CRÓNICA PARA LEER ->
COMUNIDAD
Fácilmente infiltrable
09 de Octubre de 2025
Por: Ludmila Chalón
Por curiosidad sociológica, por instinto periodístico y, obviamente, por puro morbo. Fui a ver La construcción del milagro.
Llegamos a las 15 hs, cuando comenzaban a retirarse los tickets, y la fila llegaba a dar la vuelta en la esquina. Las entradas escaseaban porque, para sorpresa de nadie y acorde al timing del evento, los organizadores priorizaban a los punteros, que bajaban a la gente desde los más de diez Chevalliers color cremita, obstaculizando junto a los hidrantes y los camiones celulares de la policía el tránsito de Avenida Corrientes. La gente que se había inscrito individualmente —como nosotros— no podía pasar.
Nos infiltramos entre la gente, compramos merchandising y, mientras nos armábamos de paciencia, nos íbamos preparando para el gran show. Finalmente, con el ticket en la mano, nos dispusimos a pasar la tarde entre militantes, un par de viejas, punteros, bombos y cohetes. Poco a poco, todos se iban uniformando: gorras y remeras regaladas, todos andaban de violeta. Se iba armando el circo, y lo que debía ser fervor era más bien histeria colectiva.

CONSIGNAS DEL EJERCICIO ->
1. Reescribe en forma de lista el párrafo de la crónica que empieza con «Llegamos a las 15 hs» y conserva sus datos principales.
2. Responde según la crónica:
(a) ¿Qué fecha figura en la crónica?
(b) ¿En qué avenida quedó obstaculizado el tránsito?
(c) ¿De qué color terminaron vestidos todos?
3. Prosigue la crónica sobre La construcción del milagro a partir de su última oración.

LISTADO DE ÍTEMS ->
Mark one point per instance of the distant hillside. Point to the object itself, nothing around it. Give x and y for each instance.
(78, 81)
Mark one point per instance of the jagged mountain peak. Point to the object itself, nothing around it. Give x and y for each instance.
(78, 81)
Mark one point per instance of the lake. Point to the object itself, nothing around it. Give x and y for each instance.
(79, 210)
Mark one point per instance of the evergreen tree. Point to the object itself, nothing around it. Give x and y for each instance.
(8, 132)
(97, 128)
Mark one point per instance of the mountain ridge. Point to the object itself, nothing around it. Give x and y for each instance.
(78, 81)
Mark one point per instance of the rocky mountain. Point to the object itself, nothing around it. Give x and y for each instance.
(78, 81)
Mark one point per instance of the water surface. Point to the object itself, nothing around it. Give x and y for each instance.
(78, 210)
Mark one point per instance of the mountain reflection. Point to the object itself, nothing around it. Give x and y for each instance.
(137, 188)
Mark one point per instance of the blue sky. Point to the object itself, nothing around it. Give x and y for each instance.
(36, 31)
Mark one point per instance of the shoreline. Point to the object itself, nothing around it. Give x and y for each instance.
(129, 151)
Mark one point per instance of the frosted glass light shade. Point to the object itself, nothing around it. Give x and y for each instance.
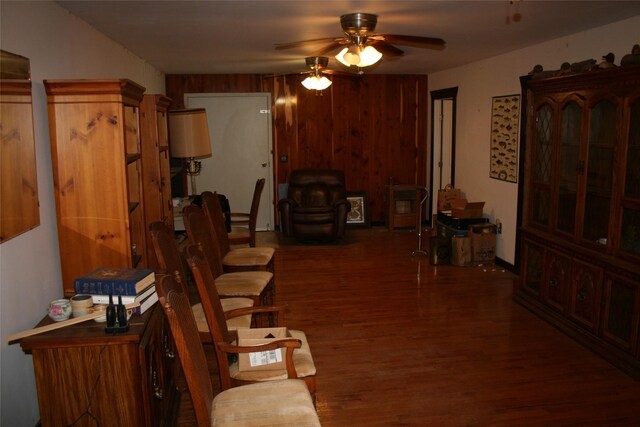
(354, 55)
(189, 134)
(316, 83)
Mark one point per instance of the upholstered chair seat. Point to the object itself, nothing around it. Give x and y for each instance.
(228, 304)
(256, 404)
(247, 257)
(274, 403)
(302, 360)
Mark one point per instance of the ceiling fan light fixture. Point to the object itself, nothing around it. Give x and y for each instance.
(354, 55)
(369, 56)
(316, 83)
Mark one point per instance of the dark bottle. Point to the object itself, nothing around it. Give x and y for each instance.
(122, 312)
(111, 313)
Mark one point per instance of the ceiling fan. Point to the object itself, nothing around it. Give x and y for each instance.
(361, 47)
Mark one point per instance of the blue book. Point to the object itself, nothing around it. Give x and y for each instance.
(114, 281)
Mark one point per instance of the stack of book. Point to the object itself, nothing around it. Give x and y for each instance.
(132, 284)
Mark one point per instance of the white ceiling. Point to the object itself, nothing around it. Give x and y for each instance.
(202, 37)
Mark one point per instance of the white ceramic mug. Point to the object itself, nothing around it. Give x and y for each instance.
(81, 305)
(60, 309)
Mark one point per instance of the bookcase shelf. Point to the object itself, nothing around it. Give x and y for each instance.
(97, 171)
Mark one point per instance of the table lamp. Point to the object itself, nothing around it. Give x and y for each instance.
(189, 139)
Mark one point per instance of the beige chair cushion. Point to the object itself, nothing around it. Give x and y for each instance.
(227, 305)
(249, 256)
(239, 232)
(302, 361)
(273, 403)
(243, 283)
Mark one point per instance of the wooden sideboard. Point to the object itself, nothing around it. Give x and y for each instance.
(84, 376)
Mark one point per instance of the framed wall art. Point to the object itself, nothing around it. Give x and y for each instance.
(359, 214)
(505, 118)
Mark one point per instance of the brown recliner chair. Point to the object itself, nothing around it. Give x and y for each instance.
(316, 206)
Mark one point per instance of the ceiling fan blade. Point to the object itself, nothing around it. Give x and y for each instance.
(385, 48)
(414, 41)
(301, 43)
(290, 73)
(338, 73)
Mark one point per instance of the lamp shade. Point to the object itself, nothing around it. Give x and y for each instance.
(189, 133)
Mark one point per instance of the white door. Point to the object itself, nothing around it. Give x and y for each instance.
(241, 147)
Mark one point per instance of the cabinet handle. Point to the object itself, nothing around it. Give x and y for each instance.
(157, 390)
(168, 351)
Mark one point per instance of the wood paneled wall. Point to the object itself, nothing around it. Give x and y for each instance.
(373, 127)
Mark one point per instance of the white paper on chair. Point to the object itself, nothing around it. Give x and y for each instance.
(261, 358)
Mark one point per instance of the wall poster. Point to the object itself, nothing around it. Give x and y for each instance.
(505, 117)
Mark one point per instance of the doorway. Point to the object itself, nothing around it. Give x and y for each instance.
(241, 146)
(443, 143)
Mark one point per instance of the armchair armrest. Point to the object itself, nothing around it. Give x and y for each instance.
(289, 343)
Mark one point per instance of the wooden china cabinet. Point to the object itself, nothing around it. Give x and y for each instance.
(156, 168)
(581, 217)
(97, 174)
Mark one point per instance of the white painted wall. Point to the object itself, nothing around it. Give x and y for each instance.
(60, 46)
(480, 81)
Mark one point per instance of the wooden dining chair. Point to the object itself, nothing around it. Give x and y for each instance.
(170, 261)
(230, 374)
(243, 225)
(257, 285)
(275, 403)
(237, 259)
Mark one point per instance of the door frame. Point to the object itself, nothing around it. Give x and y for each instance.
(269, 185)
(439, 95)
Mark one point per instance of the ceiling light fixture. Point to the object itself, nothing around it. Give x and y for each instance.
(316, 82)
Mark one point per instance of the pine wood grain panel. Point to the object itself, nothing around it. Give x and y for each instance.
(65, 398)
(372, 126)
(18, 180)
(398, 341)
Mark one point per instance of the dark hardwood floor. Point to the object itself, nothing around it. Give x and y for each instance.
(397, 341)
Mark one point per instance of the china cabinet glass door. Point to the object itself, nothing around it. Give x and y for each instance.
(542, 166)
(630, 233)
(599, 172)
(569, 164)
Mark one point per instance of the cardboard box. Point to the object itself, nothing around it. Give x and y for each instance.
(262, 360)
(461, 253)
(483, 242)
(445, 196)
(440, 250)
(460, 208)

RESPUESTAS EN ORDEN ->
1.
- A las 15 hs empezaba la entrega de tickets y la fila daba la vuelta a la esquina.
- Las entradas escaseaban porque los organizadores daban prioridad a los punteros.
- Los punteros bajaban a la gente de más de diez Chevalliers color cremita.
- Esos autos, junto con los hidrantes y los camiones celulares de la policía, obstaculizaban el tránsito de Avenida Corrientes.
- Quienes se habían inscrito individualmente, entre ellos quienes narran, no podían pasar.

2.
(a) El 09 de octubre de 2025.
(b) En Avenida Corrientes.
(c) De violeta.

3.
Se procedió al trago necesario para soportar este bodoque y seguir cultivando nuestras risas y la excursión antropológica. Me dediqué la siguiente hora a robarle a los punteros todo el merchandising que me gustaba, para llevármelo de souvenir. Con mis encantos de mujer, conseguí rápidamente uniforme, ¡con banderita y todo! Flameábamos el trapito, cantando “¡Libertad, libertad!” en un loop interminable.
La predominancia de varones, muy jóvenes y con cero roce social, me dio una clara ventaja competitiva para concretar mi cometido. Su gestualidad mostraba algo entre marginalidad y exceso de horas de encierro. Se veía que esos lazos sociales eran importantes para ellos, y que este tipo de reuniones les daba un diferencial que se percibía en esa euforia similar a la de una excursión escolar. Es fácil darse cuenta: esos chicos no fueron a ver un show; fueron a sentirse parte de algo. Y lo lograron. Raramente lo celebro.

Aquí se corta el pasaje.